+++ Listed records +++
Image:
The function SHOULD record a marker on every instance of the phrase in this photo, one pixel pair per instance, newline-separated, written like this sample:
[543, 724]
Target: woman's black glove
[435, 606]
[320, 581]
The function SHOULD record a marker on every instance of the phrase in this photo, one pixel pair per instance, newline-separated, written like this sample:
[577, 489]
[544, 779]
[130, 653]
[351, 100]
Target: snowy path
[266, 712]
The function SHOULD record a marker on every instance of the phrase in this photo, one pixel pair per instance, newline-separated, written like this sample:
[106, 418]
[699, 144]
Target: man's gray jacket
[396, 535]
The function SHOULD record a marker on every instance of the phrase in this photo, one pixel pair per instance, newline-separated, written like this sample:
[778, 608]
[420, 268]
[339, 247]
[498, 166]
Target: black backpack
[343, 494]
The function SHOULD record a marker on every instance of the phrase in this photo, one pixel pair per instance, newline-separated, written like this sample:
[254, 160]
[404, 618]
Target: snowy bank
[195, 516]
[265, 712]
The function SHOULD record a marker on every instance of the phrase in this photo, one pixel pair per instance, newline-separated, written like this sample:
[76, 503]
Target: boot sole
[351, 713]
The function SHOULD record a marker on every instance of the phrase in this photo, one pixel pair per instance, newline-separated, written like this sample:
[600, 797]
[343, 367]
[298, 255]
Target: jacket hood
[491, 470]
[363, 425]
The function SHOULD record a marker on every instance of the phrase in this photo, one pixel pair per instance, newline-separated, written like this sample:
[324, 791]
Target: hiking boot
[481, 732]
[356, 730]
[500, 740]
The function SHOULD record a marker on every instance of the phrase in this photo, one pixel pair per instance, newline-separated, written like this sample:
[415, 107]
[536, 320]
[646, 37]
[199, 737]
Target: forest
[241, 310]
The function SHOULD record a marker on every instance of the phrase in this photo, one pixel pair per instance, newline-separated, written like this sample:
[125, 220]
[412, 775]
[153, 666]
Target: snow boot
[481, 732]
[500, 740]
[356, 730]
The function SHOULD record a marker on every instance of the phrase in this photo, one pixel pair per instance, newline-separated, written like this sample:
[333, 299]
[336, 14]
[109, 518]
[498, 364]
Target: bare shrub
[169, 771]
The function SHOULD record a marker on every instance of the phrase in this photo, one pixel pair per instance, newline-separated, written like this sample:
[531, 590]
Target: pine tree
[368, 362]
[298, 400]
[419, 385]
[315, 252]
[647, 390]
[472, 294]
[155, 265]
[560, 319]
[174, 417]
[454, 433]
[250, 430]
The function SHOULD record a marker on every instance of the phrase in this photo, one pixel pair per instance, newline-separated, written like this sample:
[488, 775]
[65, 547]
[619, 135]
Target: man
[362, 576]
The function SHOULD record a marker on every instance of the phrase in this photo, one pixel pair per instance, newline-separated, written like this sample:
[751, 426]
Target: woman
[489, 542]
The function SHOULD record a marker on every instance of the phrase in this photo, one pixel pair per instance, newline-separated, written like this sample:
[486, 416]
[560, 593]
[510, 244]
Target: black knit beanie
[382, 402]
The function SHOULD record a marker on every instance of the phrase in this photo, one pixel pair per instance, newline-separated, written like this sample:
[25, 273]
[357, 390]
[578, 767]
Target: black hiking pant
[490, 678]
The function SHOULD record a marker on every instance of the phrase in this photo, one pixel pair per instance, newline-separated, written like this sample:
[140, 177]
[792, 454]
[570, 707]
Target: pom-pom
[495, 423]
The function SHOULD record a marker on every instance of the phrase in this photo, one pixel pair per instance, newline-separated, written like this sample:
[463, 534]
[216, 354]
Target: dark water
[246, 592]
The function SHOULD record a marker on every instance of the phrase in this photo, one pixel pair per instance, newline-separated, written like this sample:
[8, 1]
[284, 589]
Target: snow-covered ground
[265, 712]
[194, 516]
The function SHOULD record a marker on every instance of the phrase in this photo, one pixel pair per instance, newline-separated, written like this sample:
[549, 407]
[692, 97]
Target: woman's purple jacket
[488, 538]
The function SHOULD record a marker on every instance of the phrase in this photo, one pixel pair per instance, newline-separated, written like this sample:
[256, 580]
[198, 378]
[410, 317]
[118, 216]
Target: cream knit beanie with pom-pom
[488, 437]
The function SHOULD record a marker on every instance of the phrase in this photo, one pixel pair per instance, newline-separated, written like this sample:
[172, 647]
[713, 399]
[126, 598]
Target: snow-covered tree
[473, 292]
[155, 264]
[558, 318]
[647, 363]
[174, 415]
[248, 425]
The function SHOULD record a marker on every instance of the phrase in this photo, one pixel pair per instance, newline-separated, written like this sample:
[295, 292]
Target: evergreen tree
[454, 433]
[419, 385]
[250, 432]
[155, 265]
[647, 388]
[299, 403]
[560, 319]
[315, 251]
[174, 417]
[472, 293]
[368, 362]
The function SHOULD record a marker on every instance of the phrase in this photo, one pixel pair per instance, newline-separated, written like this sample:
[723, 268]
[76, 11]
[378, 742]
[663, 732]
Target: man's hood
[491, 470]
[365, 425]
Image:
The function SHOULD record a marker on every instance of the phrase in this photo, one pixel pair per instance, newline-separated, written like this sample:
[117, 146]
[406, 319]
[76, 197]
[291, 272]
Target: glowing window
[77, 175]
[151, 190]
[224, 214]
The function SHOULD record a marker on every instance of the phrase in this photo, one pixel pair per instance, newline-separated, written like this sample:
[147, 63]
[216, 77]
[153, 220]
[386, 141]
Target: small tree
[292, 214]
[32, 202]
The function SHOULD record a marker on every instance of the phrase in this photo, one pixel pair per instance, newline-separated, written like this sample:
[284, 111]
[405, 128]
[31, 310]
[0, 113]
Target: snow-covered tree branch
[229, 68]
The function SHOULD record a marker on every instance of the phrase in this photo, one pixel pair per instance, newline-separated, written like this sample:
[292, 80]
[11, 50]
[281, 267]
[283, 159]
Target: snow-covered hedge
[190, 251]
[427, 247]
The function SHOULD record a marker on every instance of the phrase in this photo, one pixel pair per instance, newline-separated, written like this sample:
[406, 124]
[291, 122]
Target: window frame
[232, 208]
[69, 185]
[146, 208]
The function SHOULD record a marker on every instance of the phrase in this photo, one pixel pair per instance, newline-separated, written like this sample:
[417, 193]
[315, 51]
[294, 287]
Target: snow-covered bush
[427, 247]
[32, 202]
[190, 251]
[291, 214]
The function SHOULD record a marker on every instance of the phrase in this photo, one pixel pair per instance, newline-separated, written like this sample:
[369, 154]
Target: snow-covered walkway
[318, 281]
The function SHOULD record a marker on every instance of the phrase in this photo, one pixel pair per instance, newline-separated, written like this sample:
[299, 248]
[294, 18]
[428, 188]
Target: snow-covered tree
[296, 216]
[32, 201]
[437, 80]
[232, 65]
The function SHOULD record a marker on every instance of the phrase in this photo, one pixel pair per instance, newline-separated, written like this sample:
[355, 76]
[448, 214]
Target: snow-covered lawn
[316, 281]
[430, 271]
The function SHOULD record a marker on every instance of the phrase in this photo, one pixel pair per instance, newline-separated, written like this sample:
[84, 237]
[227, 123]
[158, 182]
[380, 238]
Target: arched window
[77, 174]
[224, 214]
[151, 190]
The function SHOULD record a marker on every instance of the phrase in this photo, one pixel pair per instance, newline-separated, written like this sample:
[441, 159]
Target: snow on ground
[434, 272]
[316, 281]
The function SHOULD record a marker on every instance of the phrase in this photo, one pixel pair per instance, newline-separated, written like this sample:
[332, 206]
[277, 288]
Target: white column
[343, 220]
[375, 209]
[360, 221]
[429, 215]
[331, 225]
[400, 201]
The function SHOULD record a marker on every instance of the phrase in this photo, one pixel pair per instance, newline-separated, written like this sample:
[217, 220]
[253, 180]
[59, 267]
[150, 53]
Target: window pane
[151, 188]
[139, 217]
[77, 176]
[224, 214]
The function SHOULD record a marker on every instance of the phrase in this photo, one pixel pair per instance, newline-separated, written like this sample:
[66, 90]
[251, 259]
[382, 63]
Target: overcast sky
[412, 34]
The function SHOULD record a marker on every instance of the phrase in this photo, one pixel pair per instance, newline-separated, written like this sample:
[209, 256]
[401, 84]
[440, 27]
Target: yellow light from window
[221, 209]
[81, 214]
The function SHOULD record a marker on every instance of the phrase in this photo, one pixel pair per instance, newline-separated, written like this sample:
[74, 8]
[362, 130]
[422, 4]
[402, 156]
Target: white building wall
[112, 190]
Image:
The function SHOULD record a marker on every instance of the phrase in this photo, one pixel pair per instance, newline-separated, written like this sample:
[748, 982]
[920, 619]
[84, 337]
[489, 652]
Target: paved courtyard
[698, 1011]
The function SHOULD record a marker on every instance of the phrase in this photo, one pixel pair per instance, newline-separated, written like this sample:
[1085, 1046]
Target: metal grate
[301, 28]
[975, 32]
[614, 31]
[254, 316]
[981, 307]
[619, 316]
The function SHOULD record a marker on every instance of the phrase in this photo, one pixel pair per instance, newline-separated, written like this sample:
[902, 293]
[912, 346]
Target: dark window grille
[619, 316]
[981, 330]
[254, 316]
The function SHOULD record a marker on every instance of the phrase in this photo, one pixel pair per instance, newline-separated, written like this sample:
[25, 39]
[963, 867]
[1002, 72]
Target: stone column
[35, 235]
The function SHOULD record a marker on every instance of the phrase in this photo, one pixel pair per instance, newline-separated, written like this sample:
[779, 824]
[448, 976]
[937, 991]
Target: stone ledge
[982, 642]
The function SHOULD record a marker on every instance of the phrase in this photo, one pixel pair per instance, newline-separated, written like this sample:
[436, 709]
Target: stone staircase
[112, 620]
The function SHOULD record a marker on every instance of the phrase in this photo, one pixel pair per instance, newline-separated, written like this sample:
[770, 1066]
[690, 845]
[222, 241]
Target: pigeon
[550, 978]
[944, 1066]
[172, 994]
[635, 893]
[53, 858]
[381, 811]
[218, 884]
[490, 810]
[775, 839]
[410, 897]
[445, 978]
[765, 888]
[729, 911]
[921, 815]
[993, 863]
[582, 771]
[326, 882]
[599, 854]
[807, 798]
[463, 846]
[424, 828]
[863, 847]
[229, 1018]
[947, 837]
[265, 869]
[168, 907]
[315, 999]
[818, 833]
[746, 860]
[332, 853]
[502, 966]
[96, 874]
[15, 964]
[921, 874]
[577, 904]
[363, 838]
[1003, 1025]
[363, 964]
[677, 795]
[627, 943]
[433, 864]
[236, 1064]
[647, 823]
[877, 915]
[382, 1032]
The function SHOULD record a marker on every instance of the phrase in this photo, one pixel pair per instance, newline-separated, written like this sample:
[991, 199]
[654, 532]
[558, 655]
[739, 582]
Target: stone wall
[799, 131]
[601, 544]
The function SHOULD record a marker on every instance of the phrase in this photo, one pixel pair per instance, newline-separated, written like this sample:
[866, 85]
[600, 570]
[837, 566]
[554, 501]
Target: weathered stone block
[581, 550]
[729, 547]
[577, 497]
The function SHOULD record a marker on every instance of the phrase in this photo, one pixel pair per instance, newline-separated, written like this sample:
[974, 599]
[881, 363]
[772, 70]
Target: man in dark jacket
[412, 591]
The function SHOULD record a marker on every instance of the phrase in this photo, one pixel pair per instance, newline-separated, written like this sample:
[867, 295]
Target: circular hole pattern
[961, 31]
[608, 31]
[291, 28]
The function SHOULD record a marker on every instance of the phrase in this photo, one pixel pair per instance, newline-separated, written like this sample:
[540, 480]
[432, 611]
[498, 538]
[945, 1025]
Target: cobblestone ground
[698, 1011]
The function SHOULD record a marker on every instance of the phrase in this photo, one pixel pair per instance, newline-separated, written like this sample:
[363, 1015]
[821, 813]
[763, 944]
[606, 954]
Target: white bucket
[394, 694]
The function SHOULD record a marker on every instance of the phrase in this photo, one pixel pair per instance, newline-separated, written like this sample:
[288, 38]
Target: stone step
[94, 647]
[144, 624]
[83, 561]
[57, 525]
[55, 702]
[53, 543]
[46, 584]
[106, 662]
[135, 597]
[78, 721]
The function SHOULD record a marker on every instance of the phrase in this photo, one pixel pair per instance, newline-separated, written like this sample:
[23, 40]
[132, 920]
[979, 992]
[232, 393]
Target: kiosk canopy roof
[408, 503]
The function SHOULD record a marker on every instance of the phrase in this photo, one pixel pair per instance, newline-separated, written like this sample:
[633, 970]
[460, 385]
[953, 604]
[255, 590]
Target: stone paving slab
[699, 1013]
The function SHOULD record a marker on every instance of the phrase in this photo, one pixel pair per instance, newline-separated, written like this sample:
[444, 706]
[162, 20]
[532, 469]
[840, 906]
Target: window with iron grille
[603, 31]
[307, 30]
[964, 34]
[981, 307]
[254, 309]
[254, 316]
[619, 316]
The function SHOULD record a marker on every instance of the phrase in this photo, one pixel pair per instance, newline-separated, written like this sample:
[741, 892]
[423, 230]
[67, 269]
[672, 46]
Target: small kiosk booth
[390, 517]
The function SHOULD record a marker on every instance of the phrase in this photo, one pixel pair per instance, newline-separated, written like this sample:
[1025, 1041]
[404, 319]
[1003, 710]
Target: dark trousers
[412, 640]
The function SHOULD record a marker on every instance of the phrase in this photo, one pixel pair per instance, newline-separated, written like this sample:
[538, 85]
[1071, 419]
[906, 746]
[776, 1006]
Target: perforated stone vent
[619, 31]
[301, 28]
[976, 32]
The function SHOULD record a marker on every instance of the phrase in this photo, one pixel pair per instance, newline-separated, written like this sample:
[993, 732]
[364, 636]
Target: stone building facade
+++
Problem details
Can you gather every line of the records above that contains the string "woman" and list those lines?

In response
Target: woman's black glove
Target: woman
Target: woman's purple jacket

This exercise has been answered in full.